START Selected passage

Meta has released a deep technical breakdown of its Aria Gen 2 research glasses, offering the first comprehensive look at the hardware since the device was announced in February.
The company says Aria Gen 2 represents a major leap from the original 2020 model. The updated glasses weigh between 74 and 76 grams, depending on the size, and come in eight different frame variants to fit a range of face and head shapes. Foldable temples make them more compact and portable.
One of the most significant changes is the jump from two to four computer vision cameras. The new global shutter sensors expose every pixel at the same time, which eliminates motion distortion when the headset moves quickly.
The cameras now support a high dynamic range (HDR) of 120 decibels—up from 70 decibels in the first generation. This improvement lets Aria Gen 2 capture scenes with both very bright and very dark areas in sharp detail, such as when someone steps from a dark room into sunlight.
Video: Meta
Stereo overlap between the main cameras has also increased, from 35 to 80 degrees. This wider overlap allows the system to capture more of the same scene from both cameras, which translates to more accurate depth measurements.
Video: Meta
New sensors for heart rate and voice detection
Meta has added three new sensors to Aria Gen 2. A calibrated ambient light sensor (ALS) can distinguish between different light sources and includes an ultraviolet mode to separate sunlight from artificial light. This lets the system automatically adjust camera settings as lighting conditions change.
Two more sensors are built into the nose pad. A contact microphone picks up the user's voice through vibrations in the nose, a method designed to work even in loud environments by relying on structure-borne sound instead of air conduction.
The nose pad also houses a photoplethysmography (PPG) sensor that measures heart rate by detecting subtle changes in blood flow beneath the skin.
A wind tunnel demonstration shows that the contact microphone can even pick up whispers when conventional microphones fail.
The Aria Gen 2 uses SubGHz radio for synchronizing multiple devices with sub-millisecond precision—less than a thousandth of a second. Meta says this hardware-based approach is much more accurate than the software-based sync used in the previous generation.

END Selected passage
START Entries shown

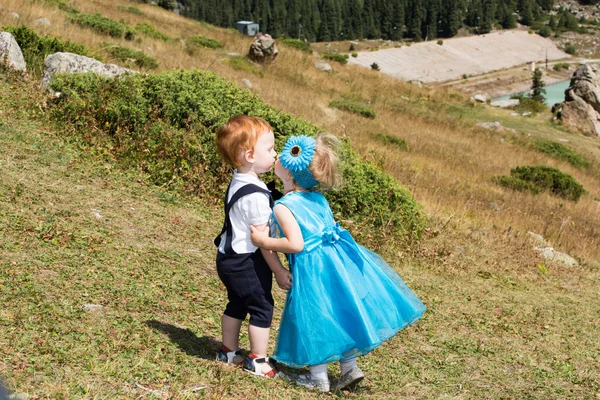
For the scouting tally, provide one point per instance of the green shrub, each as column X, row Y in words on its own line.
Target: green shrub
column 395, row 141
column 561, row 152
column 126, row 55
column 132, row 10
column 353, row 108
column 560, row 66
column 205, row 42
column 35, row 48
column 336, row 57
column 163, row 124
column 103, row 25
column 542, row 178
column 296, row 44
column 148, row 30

END Entries shown
START Entries shown

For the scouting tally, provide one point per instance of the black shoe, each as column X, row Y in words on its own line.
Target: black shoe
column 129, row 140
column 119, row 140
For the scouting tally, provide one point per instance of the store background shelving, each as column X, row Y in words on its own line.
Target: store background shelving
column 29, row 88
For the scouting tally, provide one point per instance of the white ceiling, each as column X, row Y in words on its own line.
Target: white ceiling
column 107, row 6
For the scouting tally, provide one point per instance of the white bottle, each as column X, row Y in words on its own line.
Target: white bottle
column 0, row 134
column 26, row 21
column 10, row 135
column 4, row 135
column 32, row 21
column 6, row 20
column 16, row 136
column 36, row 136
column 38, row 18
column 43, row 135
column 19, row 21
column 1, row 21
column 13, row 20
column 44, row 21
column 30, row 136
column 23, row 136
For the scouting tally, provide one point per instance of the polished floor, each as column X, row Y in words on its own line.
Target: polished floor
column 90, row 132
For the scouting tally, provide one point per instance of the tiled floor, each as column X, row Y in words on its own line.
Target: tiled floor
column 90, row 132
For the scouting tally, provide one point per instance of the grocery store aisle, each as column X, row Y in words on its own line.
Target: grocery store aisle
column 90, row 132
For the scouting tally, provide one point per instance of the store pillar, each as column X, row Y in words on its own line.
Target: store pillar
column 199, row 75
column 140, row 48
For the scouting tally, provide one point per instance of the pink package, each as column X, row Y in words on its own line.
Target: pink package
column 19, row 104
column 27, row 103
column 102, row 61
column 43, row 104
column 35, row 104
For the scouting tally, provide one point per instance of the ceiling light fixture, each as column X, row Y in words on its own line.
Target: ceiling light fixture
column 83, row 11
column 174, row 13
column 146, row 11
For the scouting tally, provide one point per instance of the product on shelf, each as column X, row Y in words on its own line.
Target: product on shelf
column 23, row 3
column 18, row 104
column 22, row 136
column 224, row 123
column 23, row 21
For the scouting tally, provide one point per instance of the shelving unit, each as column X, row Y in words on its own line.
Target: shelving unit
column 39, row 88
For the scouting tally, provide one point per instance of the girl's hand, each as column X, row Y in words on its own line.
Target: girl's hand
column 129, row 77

END Entries shown
START Entries shown

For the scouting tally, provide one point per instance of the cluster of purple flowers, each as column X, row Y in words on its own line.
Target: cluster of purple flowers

END Entries shown

Work to be completed = Please continue the article on Meta's Aria Gen 2 research glasses, starting right after its last sentence.

Output below =
On-device machine learning with a dedicated coprocessor
AI processing on Aria Gen 2 happens on a dedicated coprocessor designed for energy-efficient machine learning tasks. All machine perception algorithms, software that helps the glasses interpret their surroundings, run directly on the device.
Video: Meta
The Visual Inertial Odometry (VIO) system fuses camera images with motion sensor data to track the headset's position and orientation in all six degrees of freedom (6DoF). This gives the device a constant sense of where it is and which way it's facing.
Aria Gen 2 also features eye tracking that detects where the user is looking, captures gaze direction for each eye, calculates the vergence point (where both eyes focus), tracks blinks, and measures pupil size. Hand tracking follows hand movement in 3D and reconstructs the articulated positions of finger joints in real time.
Research access in 2025
Meta will open applications for access to Aria Gen 2 throughout the year. Interested researchers and developers can sign up for updates here. Before the device becomes widely available, Meta plans to show interactive demos at CVPR 2025, a major computer vision conference scheduled for June 11-15.
Aria Gen 2 was officially announced in February 2025, with a claimed battery life of six to eight hours of continuous use. Project Aria itself has been running since 2020, producing datasets like Ego-Exo4D for training computer vision and robotics models. Dialogues recorded through the glasses' microphones have also been turned into training data.
Meta likely will use first-person video from Aria devices to train AI assistants that can help people with everyday tasks. Like Google and OpenAI, the company aims to create a general-purpose AI assistant that people will use to interact with both the physical and digital worlds.